WHAT TO WORK ON: Locate each line in the entries below that contains the string "before", matching case exactly, and copy those lines out in full.

RECORDS FOR THIS EXERCISE:
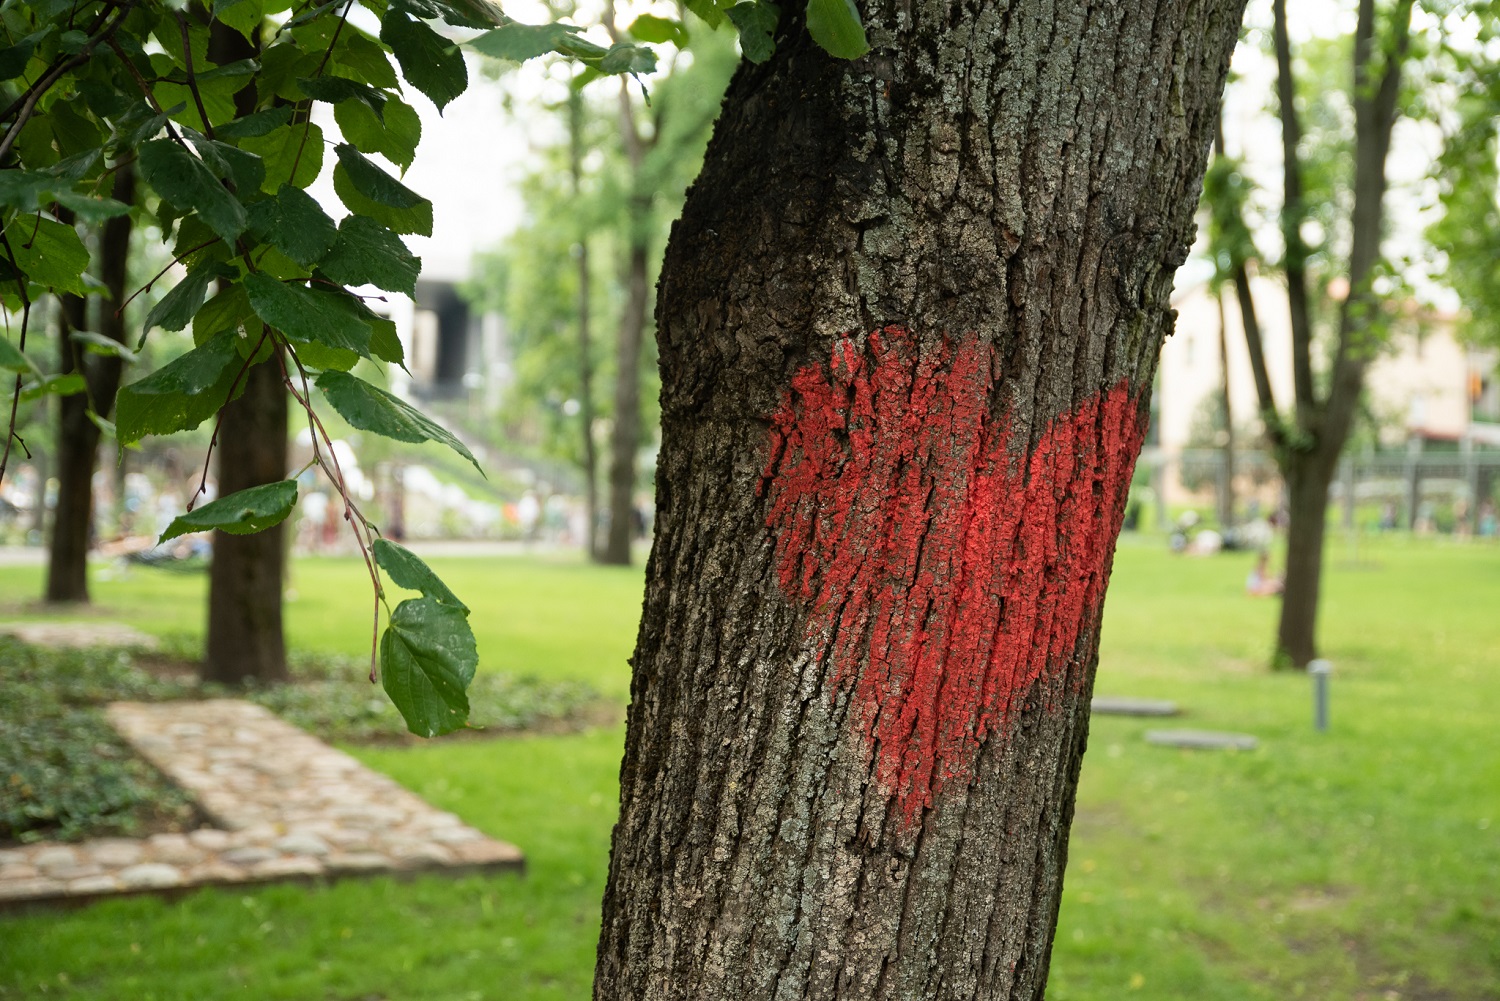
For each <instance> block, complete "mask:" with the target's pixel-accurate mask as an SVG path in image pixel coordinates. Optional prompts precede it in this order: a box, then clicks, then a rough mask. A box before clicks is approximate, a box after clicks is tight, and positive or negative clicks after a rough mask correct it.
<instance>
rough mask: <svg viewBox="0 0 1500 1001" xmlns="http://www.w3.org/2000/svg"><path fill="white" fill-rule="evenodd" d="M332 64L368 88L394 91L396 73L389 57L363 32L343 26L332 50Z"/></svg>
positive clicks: (349, 27)
mask: <svg viewBox="0 0 1500 1001" xmlns="http://www.w3.org/2000/svg"><path fill="white" fill-rule="evenodd" d="M333 62H335V63H338V65H339V66H344V68H345V69H348V71H350V72H351V75H353V77H354V78H356V80H363V81H365V83H368V84H369V86H371V87H381V89H384V90H396V86H398V83H399V81H398V80H396V71H395V69H392V65H390V57H389V56H386V50H384V48H381V47H380V42H375V41H374V39H371V38H369V36H368V35H365V33H363V32H359V30H356V29H354V27H353V26H348V24H345V26H344V33H342V35H341V36H339V44H338V47H336V48H335V50H333Z"/></svg>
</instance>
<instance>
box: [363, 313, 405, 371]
mask: <svg viewBox="0 0 1500 1001" xmlns="http://www.w3.org/2000/svg"><path fill="white" fill-rule="evenodd" d="M365 323H368V324H371V354H374V356H375V357H378V359H380V360H381V362H390V363H392V365H399V366H401V368H407V351H405V350H404V348H402V347H401V338H399V336H398V335H396V321H395V320H387V318H386V317H375V318H374V320H371V318H366V320H365Z"/></svg>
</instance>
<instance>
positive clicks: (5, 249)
mask: <svg viewBox="0 0 1500 1001" xmlns="http://www.w3.org/2000/svg"><path fill="white" fill-rule="evenodd" d="M0 248H5V255H6V260H7V261H10V270H13V272H15V275H17V278H15V287H17V291H18V293H20V294H21V344H20V345H18V347H20V351H23V353H24V351H26V329H27V324H28V323H30V320H31V299H30V296H27V294H26V275H23V273H21V266H20V264H17V263H15V251H12V249H10V237H7V236H6V234H5V230H0ZM20 407H21V372H17V374H15V392H12V393H10V423H9V425H7V426H6V434H5V452H3V453H0V483H5V467H6V465H7V464H9V462H10V443H12V441H20V440H21V435H18V434H17V432H15V414H17V411H18V410H20ZM21 447H23V449H24V447H26V446H24V444H23V446H21Z"/></svg>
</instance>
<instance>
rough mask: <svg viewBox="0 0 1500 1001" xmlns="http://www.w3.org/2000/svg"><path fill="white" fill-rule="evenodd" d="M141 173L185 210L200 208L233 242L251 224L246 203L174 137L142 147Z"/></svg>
mask: <svg viewBox="0 0 1500 1001" xmlns="http://www.w3.org/2000/svg"><path fill="white" fill-rule="evenodd" d="M141 173H142V174H144V177H145V182H147V183H148V185H150V186H151V188H154V189H156V194H159V195H160V197H162V198H165V200H166V201H169V203H172V204H174V206H177V207H178V209H181V210H184V212H186V210H196V212H198V215H199V216H201V218H202V221H204V222H207V224H208V227H211V228H213V231H214V233H217V234H219V236H220V237H223V239H225V240H226V242H229V243H233V242H234V240H236V237H239V236H240V234H242V233H245V227H246V224H248V219H246V215H245V206H242V204H240V201H239V198H236V197H234V195H231V194H229V192H228V191H226V189H225V188H223V185H220V183H219V179H217V177H214V176H213V171H210V170H208V168H207V165H204V162H202V161H199V159H196V158H195V156H192V155H190V153H187V150H184V149H183V147H180V146H178V144H177V143H172V141H171V140H153V141H150V143H145V144H142V146H141Z"/></svg>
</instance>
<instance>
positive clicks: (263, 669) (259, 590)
mask: <svg viewBox="0 0 1500 1001" xmlns="http://www.w3.org/2000/svg"><path fill="white" fill-rule="evenodd" d="M282 479H287V389H285V386H282V380H281V372H279V369H278V366H276V363H275V360H272V362H263V363H261V365H255V366H252V368H251V369H249V371H248V372H246V374H245V395H243V396H240V398H239V399H237V401H234V402H233V404H229V405H228V407H225V411H223V423H222V426H220V429H219V494H220V495H228V494H233V492H236V491H243V489H248V488H251V486H260V485H263V483H273V482H276V480H282ZM285 530H287V522H282V524H279V525H276V527H273V528H267V530H266V531H258V533H255V534H251V536H231V534H226V533H222V531H216V533H213V563H211V564H210V569H208V639H207V650H205V656H204V665H202V680H204V681H219V683H222V684H243V683H245V681H251V680H254V681H285V680H287V677H288V675H287V641H285V633H284V630H282V578H284V573H285V567H287V549H285V546H284V539H282V536H284V533H285Z"/></svg>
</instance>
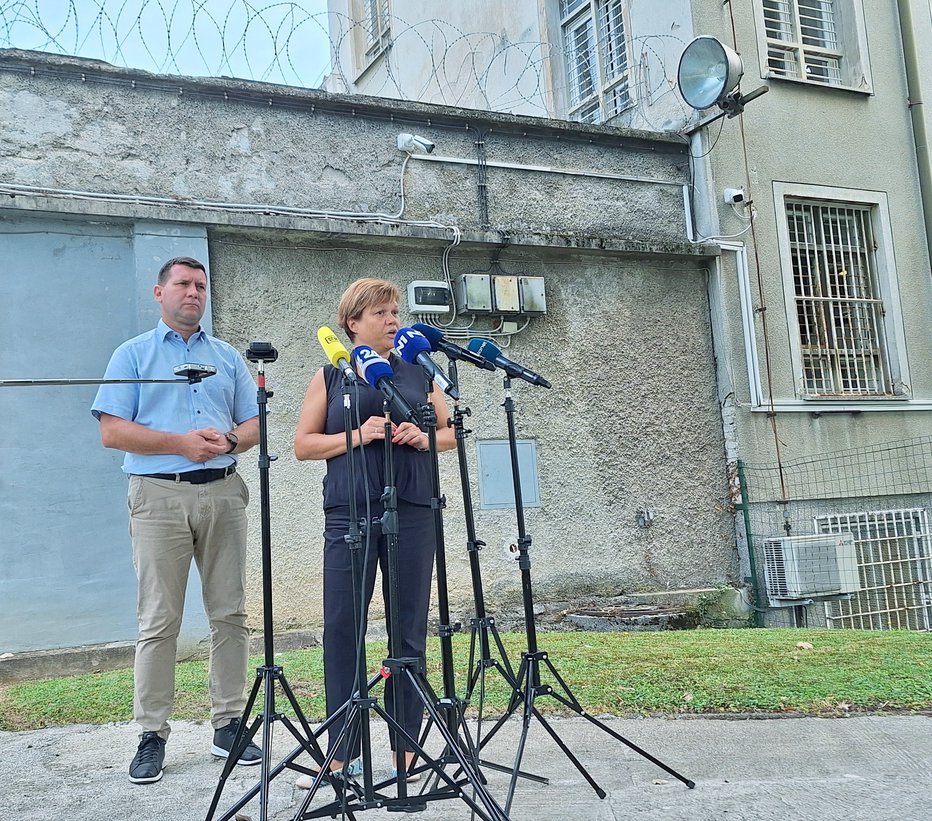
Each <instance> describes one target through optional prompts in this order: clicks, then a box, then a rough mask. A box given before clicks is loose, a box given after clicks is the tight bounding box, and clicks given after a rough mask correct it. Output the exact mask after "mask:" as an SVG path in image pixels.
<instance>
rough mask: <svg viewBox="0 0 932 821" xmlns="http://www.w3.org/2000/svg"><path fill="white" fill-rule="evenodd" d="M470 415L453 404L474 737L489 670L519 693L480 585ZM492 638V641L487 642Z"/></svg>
mask: <svg viewBox="0 0 932 821" xmlns="http://www.w3.org/2000/svg"><path fill="white" fill-rule="evenodd" d="M449 373H450V379H451V381H452V382H453V384H454V385H456V384H457V383H458V373H457V366H456V360H455V359H454V358H453V357H450V367H449ZM469 415H470V410H469V408H463V407H461V405H460V403H459V401H455V402H454V405H453V417H452V419H453V429H454V431H455V434H456V455H457V459H458V462H459V473H460V487H461V488H462V493H463V514H464V519H465V523H466V552H467V554H468V556H469V573H470V581H471V582H472V594H473V603H474V606H475V616H474V617H473V618H471V619H470V636H469V666H468V668H467V669H468V671H469V673H468V678H467V684H466V693H465V696H464V702H466V703H469V701H470V700H471V698H472V695H473V693H474V692H475V689H476V687H477V686H478V687H479V702H478V705H477V710H478V723H477V729H476V734H477V737H479V738H481V736H482V719H483V708H484V706H485V695H486V676H487V674H488V672H489V671H490V670H492V671H495V672H497V673H498V674H499V675H500V676H501V677H502V678H503V679H504V680H505V682H506V683H507V684H508V686H509V687H510V688H511V690H512V693H513V694H514V695H518V696H520V693H521V690H520V687H519V685H518V679H517V678H516V676H515V673H514V668H513V667H512V666H511V662H510V661H509V659H508V653H507V652H506V651H505V646H504V644H503V643H502V639H501V636H500V635H499V633H498V628H497V627H496V626H495V619H494V617H492V616H489V615H488V612H487V611H486V606H485V592H484V590H483V586H482V570H481V568H480V565H479V551H480V550H481V549H482V548H483V547H485V542H482V541H480V540H479V538H478V537H477V536H476V520H475V516H474V515H473V503H472V489H471V487H470V484H469V466H468V464H467V460H466V437H467V436H468V435H469V434H470V433H471V431H469V430H467V429H466V425H465V417H467V416H469ZM490 639H491V640H490ZM492 642H494V644H495V648H496V650H497V657H496V656H493V655H492ZM480 763H481V765H482V766H483V767H487V768H488V769H492V770H498V771H500V772H507V773H511V772H512V770H511V767H506V766H503V765H501V764H496V763H494V762H491V761H487V760H485V759H482V760H481V761H480ZM519 775H520V776H521V777H523V778H527V779H529V780H531V781H536V782H538V783H540V784H548V783H550V782H549V779H547V778H542V777H540V776H537V775H532V774H530V773H526V772H521V773H519Z"/></svg>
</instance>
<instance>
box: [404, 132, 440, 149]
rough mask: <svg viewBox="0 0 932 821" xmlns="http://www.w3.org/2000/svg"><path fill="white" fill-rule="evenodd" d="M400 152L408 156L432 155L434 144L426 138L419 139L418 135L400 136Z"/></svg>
mask: <svg viewBox="0 0 932 821" xmlns="http://www.w3.org/2000/svg"><path fill="white" fill-rule="evenodd" d="M398 150H399V151H405V152H407V153H408V154H430V152H431V151H433V150H434V144H433V143H432V142H431V141H430V140H428V139H427V138H426V137H419V136H418V135H417V134H399V135H398Z"/></svg>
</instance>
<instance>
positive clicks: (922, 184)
mask: <svg viewBox="0 0 932 821" xmlns="http://www.w3.org/2000/svg"><path fill="white" fill-rule="evenodd" d="M897 5H898V7H899V12H900V37H901V38H902V40H903V60H904V62H905V64H906V89H907V94H908V95H909V99H908V105H909V113H910V116H911V118H912V121H913V141H914V142H915V144H916V167H917V169H918V171H919V191H920V194H921V196H922V215H923V218H924V220H925V224H926V247H927V248H928V251H929V259H930V261H932V164H930V161H929V141H928V135H927V133H926V123H925V118H924V112H923V102H922V86H921V83H920V77H921V73H920V70H919V56H918V53H917V50H916V29H915V26H914V25H913V14H912V9H911V8H910V5H911V0H897Z"/></svg>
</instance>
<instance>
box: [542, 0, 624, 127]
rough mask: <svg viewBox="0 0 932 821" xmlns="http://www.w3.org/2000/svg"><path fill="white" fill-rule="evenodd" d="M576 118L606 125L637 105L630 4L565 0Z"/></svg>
mask: <svg viewBox="0 0 932 821" xmlns="http://www.w3.org/2000/svg"><path fill="white" fill-rule="evenodd" d="M560 14H561V19H562V21H563V22H562V25H563V41H564V49H565V52H566V74H567V81H568V82H567V85H568V90H569V104H570V117H571V118H572V119H573V120H576V121H578V122H592V123H597V122H602V121H604V120H607V119H608V118H610V117H614V116H615V115H616V114H620V113H621V112H622V111H624V110H625V109H626V108H628V107H630V105H631V94H630V88H629V65H630V61H629V58H628V43H627V33H626V28H625V19H624V0H561V2H560Z"/></svg>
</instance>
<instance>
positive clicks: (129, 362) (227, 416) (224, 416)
mask: <svg viewBox="0 0 932 821" xmlns="http://www.w3.org/2000/svg"><path fill="white" fill-rule="evenodd" d="M186 362H190V363H196V364H199V365H213V366H215V367H216V368H217V373H216V374H214V375H213V376H209V377H207V378H205V379H204V380H203V381H201V382H198V383H196V384H193V385H189V384H186V383H183V382H182V383H179V384H177V385H168V384H145V383H142V384H118V385H101V386H100V388H99V390H98V391H97V397H96V398H95V399H94V404H93V406H92V407H91V413H92V414H94V417H95V418H96V419H98V420H99V419H100V414H101V413H109V414H110V415H111V416H118V417H120V418H121V419H127V420H129V421H130V422H136V423H137V424H140V425H143V426H145V427H147V428H151V429H153V430H160V431H166V432H169V433H188V432H189V431H192V430H197V429H199V428H210V427H213V428H216V429H217V430H218V431H220V432H221V433H224V432H226V431H228V430H231V429H232V428H233V426H234V424H237V425H238V424H240V423H242V422H245V421H246V420H247V419H252V418H253V417H254V416H257V415H258V414H259V406H258V404H257V401H256V383H255V381H254V380H253V378H252V376H251V375H250V373H249V370H248V369H247V367H246V363H245V362H244V361H243V357H242V356H240V354H239V352H238V351H237V350H236V349H235V348H234V347H233V346H232V345H229V344H228V343H226V342H224V341H223V340H220V339H217V338H216V337H213V336H208V335H207V334H206V333H204V331H201V330H199V331H197V333H194V334H192V335H191V337H190V338H189V339H188V341H187V342H185V341H184V339H183V338H182V336H181V334H179V333H178V332H177V331H174V330H172V329H171V328H169V327H168V325H166V324H165V323H164V322H163V321H161V320H159V324H158V326H157V327H156V328H155V329H154V330H152V331H148V332H146V333H144V334H140V335H139V336H137V337H134V338H133V339H130V340H128V341H126V342H124V343H123V344H122V345H120V347H119V348H117V349H116V350H115V351H114V352H113V356H112V357H110V364H109V365H107V372H106V374H105V375H104V378H105V379H174V378H175V374H174V369H175V368H176V367H177V366H178V365H182V364H184V363H186ZM235 462H236V457H234V456H233V455H232V454H221V455H219V456H215V457H214V458H213V459H210V460H209V461H207V462H203V463H200V462H192V461H190V460H189V459H186V458H185V457H184V456H180V455H178V454H164V455H155V456H144V455H140V454H137V453H127V454H126V458H125V459H124V460H123V472H124V473H185V472H187V471H189V470H198V469H200V468H221V467H226V466H227V465H230V464H233V463H235Z"/></svg>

RESPONSE TO THIS TASK:
For each <instance> block, complete "mask:" with the target's pixel-accurate mask as an SVG path in image pixel coordinates. Optional prompts precede it in this order: a box, then clicks, then a rough mask. A box before clicks is approximate, a box after clicks is tight, and positive or negative clicks after a rough mask correct it.
Each <instance> describes one target through optional prompts in this order: clicks, then a box, then a rough mask. A box given before clicks is loose, a box given after clicks is the tight bounding box, and clicks given after a rough mask correct it. Output the exact mask after "mask:" as an SVG path in image pixels.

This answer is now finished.